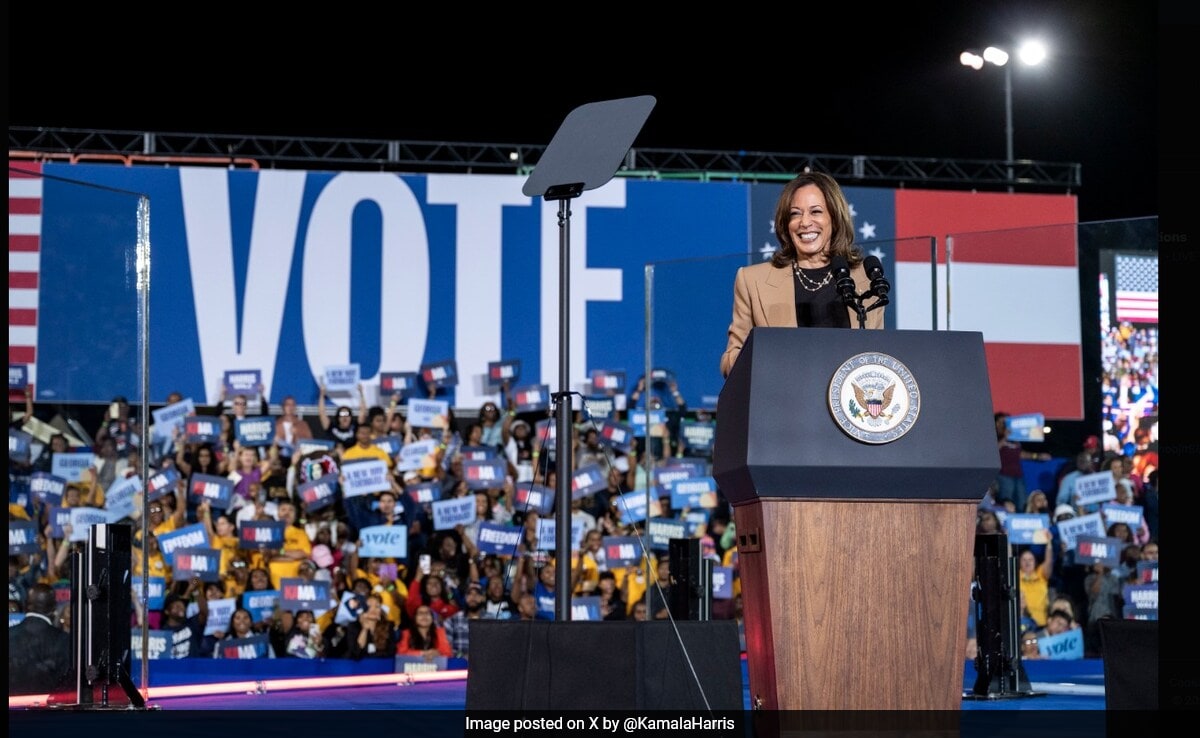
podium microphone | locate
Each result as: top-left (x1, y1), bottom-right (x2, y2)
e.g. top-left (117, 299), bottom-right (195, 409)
top-left (863, 255), bottom-right (891, 300)
top-left (831, 257), bottom-right (858, 307)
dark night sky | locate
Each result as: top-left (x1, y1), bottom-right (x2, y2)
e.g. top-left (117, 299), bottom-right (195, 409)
top-left (11, 4), bottom-right (1158, 223)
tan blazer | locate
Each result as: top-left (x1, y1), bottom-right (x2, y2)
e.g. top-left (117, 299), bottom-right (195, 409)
top-left (720, 260), bottom-right (883, 377)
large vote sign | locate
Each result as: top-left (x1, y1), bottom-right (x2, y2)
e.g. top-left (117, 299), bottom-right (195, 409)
top-left (356, 524), bottom-right (408, 559)
top-left (1037, 629), bottom-right (1084, 660)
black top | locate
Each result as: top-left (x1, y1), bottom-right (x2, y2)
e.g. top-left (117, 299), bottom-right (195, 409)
top-left (792, 266), bottom-right (850, 328)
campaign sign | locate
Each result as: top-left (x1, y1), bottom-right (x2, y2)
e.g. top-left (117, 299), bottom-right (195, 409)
top-left (683, 510), bottom-right (709, 537)
top-left (280, 577), bottom-right (332, 613)
top-left (459, 445), bottom-right (496, 461)
top-left (8, 429), bottom-right (33, 464)
top-left (590, 369), bottom-right (626, 393)
top-left (570, 464), bottom-right (608, 500)
top-left (341, 459), bottom-right (391, 497)
top-left (152, 398), bottom-right (196, 440)
top-left (10, 612), bottom-right (27, 628)
top-left (650, 368), bottom-right (675, 388)
top-left (104, 474), bottom-right (142, 521)
top-left (396, 654), bottom-right (448, 674)
top-left (1073, 536), bottom-right (1123, 567)
top-left (1002, 513), bottom-right (1052, 545)
top-left (173, 548), bottom-right (222, 583)
top-left (131, 576), bottom-right (166, 610)
top-left (664, 457), bottom-right (709, 476)
top-left (533, 517), bottom-right (587, 551)
top-left (397, 439), bottom-right (439, 472)
top-left (475, 522), bottom-right (522, 557)
top-left (1073, 471), bottom-right (1117, 507)
top-left (47, 506), bottom-right (71, 539)
top-left (189, 473), bottom-right (234, 511)
top-left (534, 419), bottom-right (557, 450)
top-left (712, 566), bottom-right (734, 600)
top-left (1101, 503), bottom-right (1144, 529)
top-left (223, 369), bottom-right (262, 395)
top-left (10, 485), bottom-right (32, 519)
top-left (379, 371), bottom-right (419, 399)
top-left (513, 384), bottom-right (550, 414)
top-left (1122, 604), bottom-right (1158, 621)
top-left (583, 395), bottom-right (615, 420)
top-left (373, 435), bottom-right (403, 459)
top-left (433, 496), bottom-right (477, 531)
top-left (597, 419), bottom-right (634, 453)
top-left (68, 507), bottom-right (110, 542)
top-left (603, 536), bottom-right (644, 567)
top-left (30, 472), bottom-right (66, 505)
top-left (1137, 561), bottom-right (1159, 584)
top-left (156, 523), bottom-right (211, 566)
top-left (513, 483), bottom-right (555, 516)
top-left (9, 520), bottom-right (39, 555)
top-left (655, 464), bottom-right (696, 491)
top-left (627, 409), bottom-right (667, 438)
top-left (356, 524), bottom-right (409, 559)
top-left (235, 417), bottom-right (275, 447)
top-left (323, 364), bottom-right (361, 393)
top-left (52, 451), bottom-right (94, 482)
top-left (1056, 512), bottom-right (1106, 551)
top-left (669, 476), bottom-right (719, 510)
top-left (420, 360), bottom-right (459, 389)
top-left (407, 481), bottom-right (441, 505)
top-left (145, 467), bottom-right (181, 502)
top-left (335, 591), bottom-right (368, 625)
top-left (406, 399), bottom-right (450, 429)
top-left (204, 597), bottom-right (237, 636)
top-left (218, 634), bottom-right (272, 660)
top-left (1123, 583), bottom-right (1158, 613)
top-left (614, 490), bottom-right (660, 524)
top-left (238, 520), bottom-right (287, 550)
top-left (1005, 413), bottom-right (1045, 443)
top-left (244, 590), bottom-right (281, 623)
top-left (487, 359), bottom-right (521, 389)
top-left (130, 629), bottom-right (173, 660)
top-left (298, 474), bottom-right (339, 513)
top-left (570, 596), bottom-right (603, 621)
top-left (184, 416), bottom-right (222, 444)
top-left (10, 363), bottom-right (29, 391)
top-left (297, 438), bottom-right (336, 457)
top-left (463, 458), bottom-right (508, 490)
top-left (1037, 629), bottom-right (1084, 660)
top-left (680, 420), bottom-right (716, 453)
top-left (647, 517), bottom-right (688, 551)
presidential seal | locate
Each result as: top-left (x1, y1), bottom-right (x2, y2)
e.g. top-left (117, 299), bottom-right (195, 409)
***
## DESCRIPTION OF THE TASK
What is needed is each line from the records with the word "sign" in it.

## OUTPUT FOR THIS TASK
large vote sign | locate
campaign sign | locate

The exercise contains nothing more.